Je pense que ce n'est pas le compte IMAP4 qui est important, c'est plutôt la configuration SMTP à utiliser par défaut.


----------



## pascalformac (25 Septembre 2014)

et pour verifier si un réglage est corrompu ou si  fichier de reglage (Mail ou même un autre sur la session)est bancal et à changer

créer un compte utilisateur mac test
y configurer cet imap dans le Mail session2
pareil ou pas?


----------



## Saxori (25 Septembre 2014)

En fait j'ai dû créer un autre compte mail pour ruser et faire en sorte que la modification du champ-rubrique nom complet soit prise en compte : en effet à la création du mail on a alors un menu qui permet de choisir l'identité/compte utilisé qui alors a bien repris le champ modifié des préférences !!
Je me suis adressé un premier mail test, arrivé OK
J'ai supprimé le deuxième compte inutile et ensuite Mail a continué d'utiliser les valeurs saisies dans le champ sus-cité !

_ _ _ _ _ _ _

Poursuivez, s'il vous plaît, la discussion de forum sur la configuration de Mail en reprenant après son dernier message. Les lignes de données n'ont aucun rôle ici.

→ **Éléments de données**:
_ _ _ _ _ _ _

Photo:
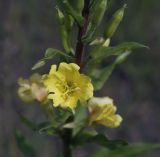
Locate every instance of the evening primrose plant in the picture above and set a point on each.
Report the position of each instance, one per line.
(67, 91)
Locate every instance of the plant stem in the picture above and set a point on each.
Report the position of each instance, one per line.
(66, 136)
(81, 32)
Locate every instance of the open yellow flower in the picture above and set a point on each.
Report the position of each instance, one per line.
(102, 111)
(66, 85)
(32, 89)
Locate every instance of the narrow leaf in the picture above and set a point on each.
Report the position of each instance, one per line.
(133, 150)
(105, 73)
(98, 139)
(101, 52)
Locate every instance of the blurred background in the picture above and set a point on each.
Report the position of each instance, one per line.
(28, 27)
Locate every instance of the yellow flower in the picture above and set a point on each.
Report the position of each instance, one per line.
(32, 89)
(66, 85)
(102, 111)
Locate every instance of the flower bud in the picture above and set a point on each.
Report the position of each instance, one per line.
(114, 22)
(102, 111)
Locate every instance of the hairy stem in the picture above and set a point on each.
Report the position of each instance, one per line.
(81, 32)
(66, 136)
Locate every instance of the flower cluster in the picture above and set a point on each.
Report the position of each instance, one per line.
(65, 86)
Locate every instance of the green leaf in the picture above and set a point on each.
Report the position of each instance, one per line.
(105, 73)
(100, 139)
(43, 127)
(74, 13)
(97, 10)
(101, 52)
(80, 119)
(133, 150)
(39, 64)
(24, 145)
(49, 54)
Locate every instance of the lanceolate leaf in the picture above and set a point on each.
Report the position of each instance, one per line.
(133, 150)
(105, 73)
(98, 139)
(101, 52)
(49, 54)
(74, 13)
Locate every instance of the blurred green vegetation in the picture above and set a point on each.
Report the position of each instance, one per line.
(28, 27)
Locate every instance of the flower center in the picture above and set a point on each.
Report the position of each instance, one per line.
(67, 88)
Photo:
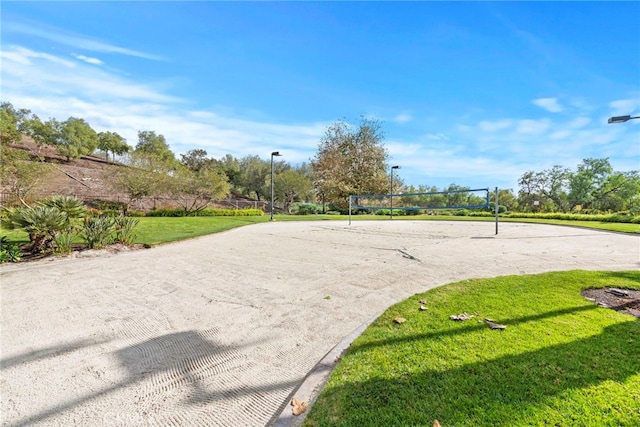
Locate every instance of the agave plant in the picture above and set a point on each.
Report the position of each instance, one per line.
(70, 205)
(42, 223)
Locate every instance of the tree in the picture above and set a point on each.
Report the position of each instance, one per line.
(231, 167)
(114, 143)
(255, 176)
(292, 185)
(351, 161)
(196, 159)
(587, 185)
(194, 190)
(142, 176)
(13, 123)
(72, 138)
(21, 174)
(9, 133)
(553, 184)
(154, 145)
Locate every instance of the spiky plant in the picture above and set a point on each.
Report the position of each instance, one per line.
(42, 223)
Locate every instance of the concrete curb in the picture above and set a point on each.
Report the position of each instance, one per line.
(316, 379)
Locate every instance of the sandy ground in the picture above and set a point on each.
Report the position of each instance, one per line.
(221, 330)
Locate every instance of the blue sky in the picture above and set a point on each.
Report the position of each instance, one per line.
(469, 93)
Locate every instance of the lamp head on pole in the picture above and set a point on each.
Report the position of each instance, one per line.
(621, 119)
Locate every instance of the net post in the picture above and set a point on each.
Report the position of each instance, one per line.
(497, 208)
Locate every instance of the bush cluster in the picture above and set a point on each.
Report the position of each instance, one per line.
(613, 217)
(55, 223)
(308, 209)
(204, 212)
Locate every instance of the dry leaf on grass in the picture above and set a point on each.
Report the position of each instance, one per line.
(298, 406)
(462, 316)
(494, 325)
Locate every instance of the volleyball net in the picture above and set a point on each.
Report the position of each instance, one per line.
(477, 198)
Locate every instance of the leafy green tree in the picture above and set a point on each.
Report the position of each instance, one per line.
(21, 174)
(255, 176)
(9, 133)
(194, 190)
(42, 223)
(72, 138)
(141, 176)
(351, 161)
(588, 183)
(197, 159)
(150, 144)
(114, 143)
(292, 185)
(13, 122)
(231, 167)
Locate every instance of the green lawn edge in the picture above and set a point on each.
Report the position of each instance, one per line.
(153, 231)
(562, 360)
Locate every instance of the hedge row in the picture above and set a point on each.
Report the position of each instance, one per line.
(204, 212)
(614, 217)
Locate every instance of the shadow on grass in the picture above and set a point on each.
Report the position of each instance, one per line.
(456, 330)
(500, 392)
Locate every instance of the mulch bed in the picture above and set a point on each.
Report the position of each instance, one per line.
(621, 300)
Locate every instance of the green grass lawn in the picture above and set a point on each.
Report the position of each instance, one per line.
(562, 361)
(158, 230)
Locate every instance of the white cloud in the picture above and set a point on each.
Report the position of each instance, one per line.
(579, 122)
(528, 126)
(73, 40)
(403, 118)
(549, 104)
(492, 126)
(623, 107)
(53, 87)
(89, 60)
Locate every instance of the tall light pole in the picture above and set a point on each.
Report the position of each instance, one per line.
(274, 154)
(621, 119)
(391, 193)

_ _ _ _ _ _ _

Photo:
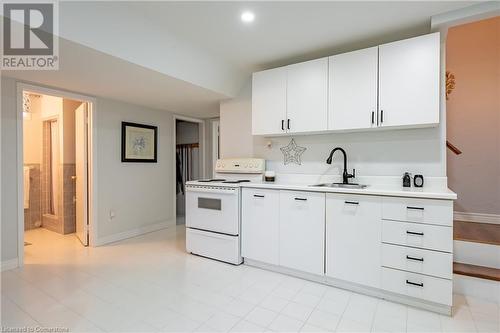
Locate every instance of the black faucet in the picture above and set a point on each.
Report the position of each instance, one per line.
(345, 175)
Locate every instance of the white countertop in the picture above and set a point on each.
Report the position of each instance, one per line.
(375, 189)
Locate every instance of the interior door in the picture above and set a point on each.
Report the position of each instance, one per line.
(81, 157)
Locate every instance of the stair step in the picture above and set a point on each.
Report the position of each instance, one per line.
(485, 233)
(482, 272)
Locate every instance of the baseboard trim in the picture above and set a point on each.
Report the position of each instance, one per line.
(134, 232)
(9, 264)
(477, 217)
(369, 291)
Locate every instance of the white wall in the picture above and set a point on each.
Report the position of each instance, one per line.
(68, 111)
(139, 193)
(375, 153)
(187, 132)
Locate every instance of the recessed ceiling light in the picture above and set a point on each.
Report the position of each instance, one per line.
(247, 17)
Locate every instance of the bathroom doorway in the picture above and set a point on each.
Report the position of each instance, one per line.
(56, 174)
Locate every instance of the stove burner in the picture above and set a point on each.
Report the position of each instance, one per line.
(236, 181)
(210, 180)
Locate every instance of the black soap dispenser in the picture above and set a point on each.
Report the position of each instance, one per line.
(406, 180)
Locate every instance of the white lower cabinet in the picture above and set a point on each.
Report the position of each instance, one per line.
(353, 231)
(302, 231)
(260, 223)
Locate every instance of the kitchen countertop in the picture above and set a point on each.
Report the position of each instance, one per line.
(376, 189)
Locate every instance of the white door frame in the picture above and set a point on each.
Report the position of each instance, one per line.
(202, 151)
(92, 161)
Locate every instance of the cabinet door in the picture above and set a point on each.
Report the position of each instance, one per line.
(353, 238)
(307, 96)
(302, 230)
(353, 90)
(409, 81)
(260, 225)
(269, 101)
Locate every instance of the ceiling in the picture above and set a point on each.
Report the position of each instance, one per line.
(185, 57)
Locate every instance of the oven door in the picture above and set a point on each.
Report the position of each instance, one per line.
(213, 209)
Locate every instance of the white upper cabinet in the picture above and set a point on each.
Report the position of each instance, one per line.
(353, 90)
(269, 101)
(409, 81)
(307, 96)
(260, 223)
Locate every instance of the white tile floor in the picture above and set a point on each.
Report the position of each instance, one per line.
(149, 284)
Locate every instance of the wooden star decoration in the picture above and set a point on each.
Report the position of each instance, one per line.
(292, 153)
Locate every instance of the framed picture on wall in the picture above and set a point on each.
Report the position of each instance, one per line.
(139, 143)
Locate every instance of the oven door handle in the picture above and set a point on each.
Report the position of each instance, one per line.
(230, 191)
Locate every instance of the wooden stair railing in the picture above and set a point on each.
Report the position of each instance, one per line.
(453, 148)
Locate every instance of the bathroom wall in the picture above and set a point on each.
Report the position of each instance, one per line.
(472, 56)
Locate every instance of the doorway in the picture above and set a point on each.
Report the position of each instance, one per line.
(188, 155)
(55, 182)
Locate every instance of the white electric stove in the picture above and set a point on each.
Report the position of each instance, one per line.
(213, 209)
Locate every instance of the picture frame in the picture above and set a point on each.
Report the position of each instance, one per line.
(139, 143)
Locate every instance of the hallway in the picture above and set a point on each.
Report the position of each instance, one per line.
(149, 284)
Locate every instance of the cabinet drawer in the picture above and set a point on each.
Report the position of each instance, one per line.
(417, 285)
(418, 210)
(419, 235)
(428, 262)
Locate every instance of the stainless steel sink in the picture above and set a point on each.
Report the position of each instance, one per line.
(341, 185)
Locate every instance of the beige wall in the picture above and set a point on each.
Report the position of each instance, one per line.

_ _ _ _ _ _ _

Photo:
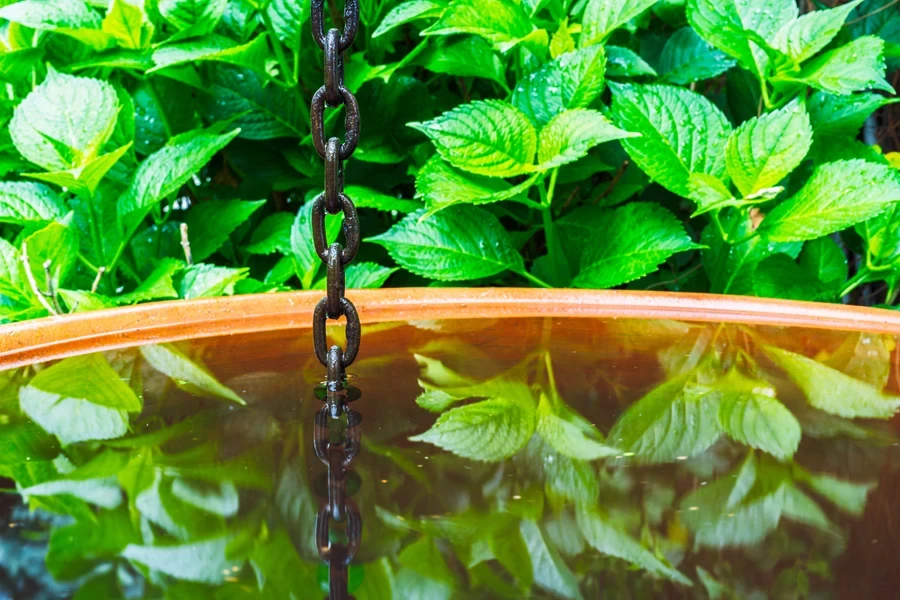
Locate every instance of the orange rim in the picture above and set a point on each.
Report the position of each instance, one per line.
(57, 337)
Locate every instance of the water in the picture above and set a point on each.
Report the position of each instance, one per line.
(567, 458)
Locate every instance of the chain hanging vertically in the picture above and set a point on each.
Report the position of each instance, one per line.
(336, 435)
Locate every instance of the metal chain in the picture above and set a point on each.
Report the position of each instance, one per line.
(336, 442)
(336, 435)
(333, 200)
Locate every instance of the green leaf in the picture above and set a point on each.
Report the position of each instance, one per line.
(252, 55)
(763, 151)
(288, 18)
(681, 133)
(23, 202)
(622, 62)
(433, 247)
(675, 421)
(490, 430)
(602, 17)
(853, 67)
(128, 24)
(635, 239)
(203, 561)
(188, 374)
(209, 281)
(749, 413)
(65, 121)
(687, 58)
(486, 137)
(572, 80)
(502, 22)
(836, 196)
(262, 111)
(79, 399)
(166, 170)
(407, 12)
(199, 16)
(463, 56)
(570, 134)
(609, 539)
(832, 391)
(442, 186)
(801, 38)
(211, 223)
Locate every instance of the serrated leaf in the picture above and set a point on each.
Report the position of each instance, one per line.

_ _ _ _ _ _ _

→ **Bonne réponse**:
une histoire de fou, car on modifie ce champ Mail demande valider avant de quitter les prés et rien ne changeait, quelles que soient les motifs seule la description initiale apparaissait comme nom d'émetteur &#8230;
Une idée d'où se trouve ce fichier de réglage ? Peut être une histoire de droits d'écritures &#8230;
Merci
Richard

---------- Nouveau message ajouté à 18h21 ---------- Le message précédent a été envoyé à 18h20 ----------

je ne vois pas en quoi le smtp joue un rôle dans ce cas.
En mode webmail aucun souci &#8230;
merci pour la réponse en tout cas &#8230;


----------



## pascalformac (26 Septembre 2014)

Saxori a dit:


> ------
> 
> je ne vois pas en quoi le smtp joue un rôle dans ce cas.
> En mode webmail aucun souci
> merci pour la réponse en tout cas


parce que le smtp est lié à des identifiants specifiques


----------



## Saxori (26 Septembre 2014)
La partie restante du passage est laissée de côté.